INFORMATION PROVIDED Block Start
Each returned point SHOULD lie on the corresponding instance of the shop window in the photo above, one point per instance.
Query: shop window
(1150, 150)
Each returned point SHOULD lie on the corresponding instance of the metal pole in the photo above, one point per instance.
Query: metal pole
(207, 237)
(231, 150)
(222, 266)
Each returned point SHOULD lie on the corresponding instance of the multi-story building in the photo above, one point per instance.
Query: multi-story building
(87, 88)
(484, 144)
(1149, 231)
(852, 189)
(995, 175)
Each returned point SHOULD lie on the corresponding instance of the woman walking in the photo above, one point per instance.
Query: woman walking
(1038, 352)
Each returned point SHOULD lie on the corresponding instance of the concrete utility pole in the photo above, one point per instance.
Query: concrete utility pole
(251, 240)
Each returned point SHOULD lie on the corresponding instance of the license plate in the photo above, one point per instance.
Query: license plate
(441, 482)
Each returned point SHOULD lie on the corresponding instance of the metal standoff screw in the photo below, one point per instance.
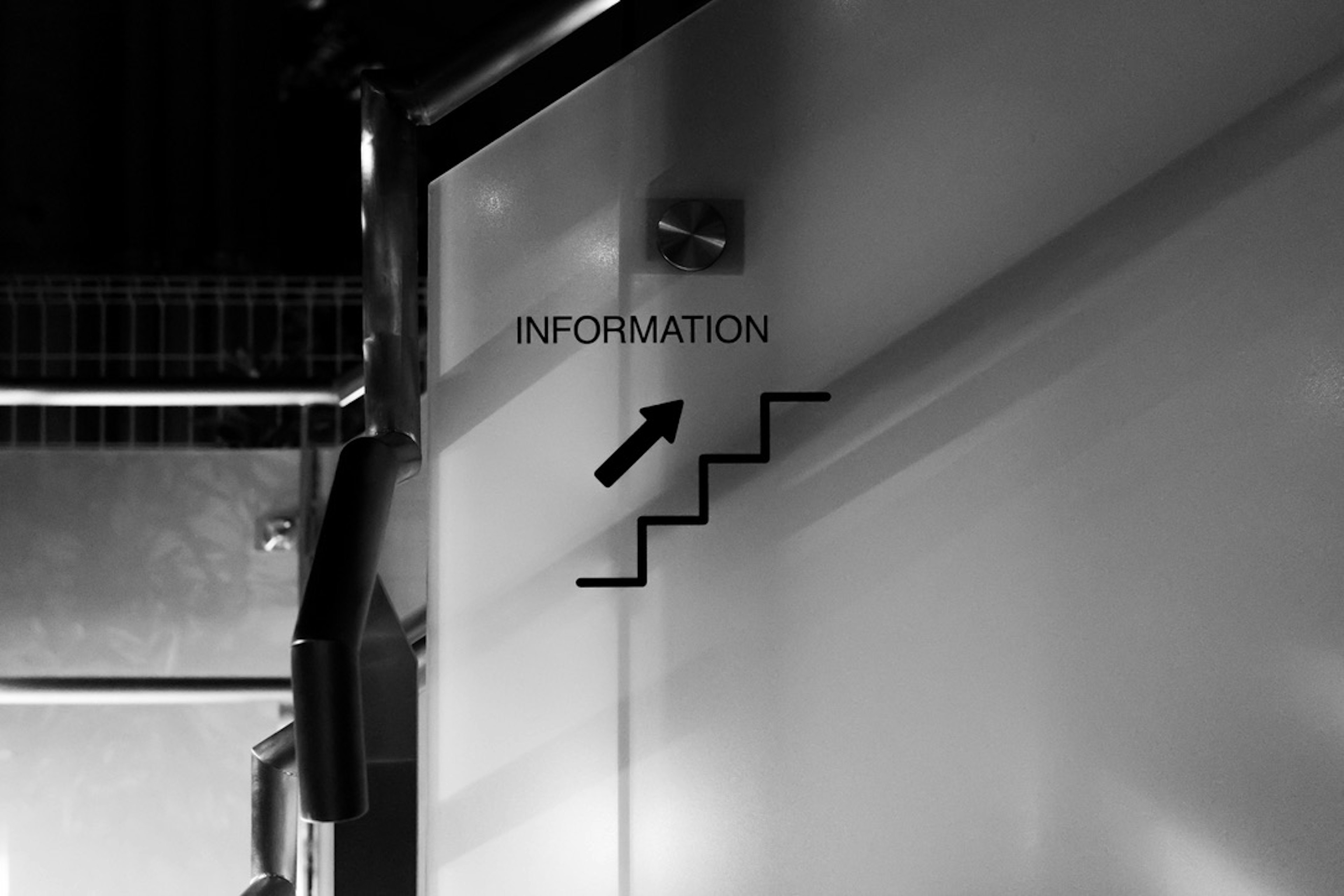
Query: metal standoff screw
(691, 236)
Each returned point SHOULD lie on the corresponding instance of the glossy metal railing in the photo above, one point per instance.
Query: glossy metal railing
(275, 838)
(328, 715)
(330, 655)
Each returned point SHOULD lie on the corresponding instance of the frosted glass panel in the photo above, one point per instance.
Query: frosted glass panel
(111, 801)
(138, 564)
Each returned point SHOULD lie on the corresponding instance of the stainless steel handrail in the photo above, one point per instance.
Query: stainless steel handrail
(328, 715)
(275, 836)
(429, 100)
(324, 652)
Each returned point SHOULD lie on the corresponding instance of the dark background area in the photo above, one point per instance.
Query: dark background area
(222, 136)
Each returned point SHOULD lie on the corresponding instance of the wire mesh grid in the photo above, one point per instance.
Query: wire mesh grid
(208, 330)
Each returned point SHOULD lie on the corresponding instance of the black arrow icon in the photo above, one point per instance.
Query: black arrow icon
(659, 424)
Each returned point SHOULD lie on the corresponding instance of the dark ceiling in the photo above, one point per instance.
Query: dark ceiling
(221, 136)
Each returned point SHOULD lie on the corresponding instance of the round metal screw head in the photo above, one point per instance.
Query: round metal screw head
INFORMATION PROVIDED Block End
TASK TO COMPLETE — The required output is the listing above reproduced exactly, pictures removed.

ANSWER SPACE —
Each returned point SHOULD lie on the corresponding instance of the shop window in the photo above, one point per instance.
Query: shop window
(1150, 150)
Each returned point SHOULD lie on the corresponding instance of the metal pole in the photo above, one point per instance.
Query: metal pole
(207, 237)
(231, 150)
(222, 266)
Each returned point SHOULD lie on the corresponding instance of the multi-story building in the photo above, one point per instance.
Query: multi-story building
(87, 88)
(484, 144)
(1149, 231)
(852, 189)
(995, 175)
Each returned point SHOULD lie on the corresponding instance of the woman walking in the photo above, one point per instance.
Query: woman walking
(1038, 352)
Each returned point SHOULD lie on the corresponding instance of the concrete utility pole in the photo above, one point per instance.
Query: concrete utility pole
(251, 240)
Each returned point SHOULD lie on the corresponding instance of the license plate in the photo above, one point per instance.
Query: license plate
(441, 482)
Each returned point SHOULD lie on the corresponding instance of the metal standoff screw in the photo below, one point per instance.
Query: metal standoff screw
(691, 236)
Each returned point SHOULD lie on the corresponding instance of the glossy metal railing in the photo above, one point per instance.
Query: glossy metal railing
(275, 838)
(328, 715)
(330, 655)
Each returned point SHOULD lie on the corresponding instance of the frosted glass panel in the photo above, one point per instance.
Query: frosted glass panel
(111, 801)
(138, 564)
Each returned point SHOULD lie on the corresponding instance of the stainless steel handrail in the photo above, one point per instance.
Query: stainless steel handrail
(328, 715)
(275, 836)
(429, 100)
(324, 652)
Each returned point SHOULD lie on the corresponding instance of the dark background area in the photo above, one point per instance.
Query: dark background area
(222, 136)
Each returned point SHOULD lie on the corresponding instance of the wire mesh grid in the photo above, one point per instance.
Query: wire mesh grid
(208, 330)
Each returned point SHOULD lie on the corresponding instance of the black arrow icon in the photo above, one point per instance.
Query: black arrow icon
(659, 424)
Each returned point SHOULD lie on the corresponding instance of the dark ceiling in the photo above, one point per instance.
Query: dark ceiling
(221, 136)
Each returned point SHOULD lie on the corresponding instance of the round metal screw head in the photo above, one point per instance.
Query: round metal screw head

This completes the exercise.